### Task details:
List each line of the material that contains the word "water", matching case exactly.

### Extracted data:
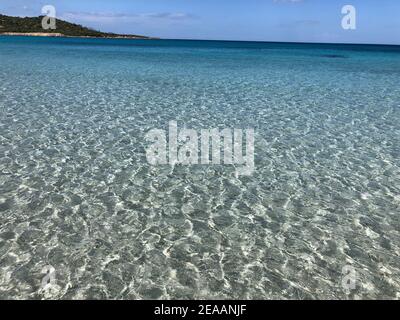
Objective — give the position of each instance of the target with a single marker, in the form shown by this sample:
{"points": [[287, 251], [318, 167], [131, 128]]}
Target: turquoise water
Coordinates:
{"points": [[77, 193]]}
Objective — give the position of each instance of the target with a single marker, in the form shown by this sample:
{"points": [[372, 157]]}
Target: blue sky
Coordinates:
{"points": [[378, 21]]}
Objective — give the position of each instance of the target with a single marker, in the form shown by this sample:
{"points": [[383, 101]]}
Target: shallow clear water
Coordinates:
{"points": [[77, 193]]}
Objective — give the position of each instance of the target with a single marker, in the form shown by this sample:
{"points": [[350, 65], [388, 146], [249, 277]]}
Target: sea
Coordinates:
{"points": [[85, 215]]}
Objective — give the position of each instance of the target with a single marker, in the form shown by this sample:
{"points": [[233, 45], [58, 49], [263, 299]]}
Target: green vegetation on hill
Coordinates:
{"points": [[34, 25]]}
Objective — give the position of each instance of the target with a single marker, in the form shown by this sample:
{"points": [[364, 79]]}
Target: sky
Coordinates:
{"points": [[377, 21]]}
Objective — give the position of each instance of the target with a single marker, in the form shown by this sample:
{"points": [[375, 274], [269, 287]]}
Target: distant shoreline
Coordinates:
{"points": [[61, 35]]}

### Correct response:
Target: turquoise water
Target: shallow clear water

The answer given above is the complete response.